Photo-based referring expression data
....

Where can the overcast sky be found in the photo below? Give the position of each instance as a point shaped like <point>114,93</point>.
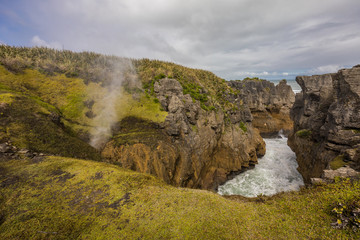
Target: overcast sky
<point>271,39</point>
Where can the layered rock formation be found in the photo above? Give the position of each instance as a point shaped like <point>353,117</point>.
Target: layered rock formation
<point>269,104</point>
<point>326,118</point>
<point>193,147</point>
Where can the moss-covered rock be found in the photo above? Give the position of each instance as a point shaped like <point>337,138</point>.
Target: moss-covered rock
<point>62,198</point>
<point>37,126</point>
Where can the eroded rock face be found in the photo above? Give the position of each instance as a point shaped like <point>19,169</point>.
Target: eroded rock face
<point>326,118</point>
<point>269,104</point>
<point>193,147</point>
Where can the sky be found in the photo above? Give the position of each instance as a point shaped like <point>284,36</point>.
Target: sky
<point>270,39</point>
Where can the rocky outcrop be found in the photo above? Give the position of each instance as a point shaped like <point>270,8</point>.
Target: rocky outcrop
<point>269,104</point>
<point>193,147</point>
<point>326,118</point>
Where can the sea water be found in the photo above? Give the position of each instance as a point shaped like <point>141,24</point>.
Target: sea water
<point>276,172</point>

....

▶ [Exercise directions]
Set down, exactly and in full, the lines from the one containing "Target: rocky outcrop" through the end of the entries; no other line belongs.

▶ [Answer to this exercise]
Target: rocky outcrop
<point>269,104</point>
<point>193,147</point>
<point>326,118</point>
Where can the sea water be found in the photo above? Give the position of each instance as a point shaped like <point>141,24</point>.
Target: sea water
<point>276,172</point>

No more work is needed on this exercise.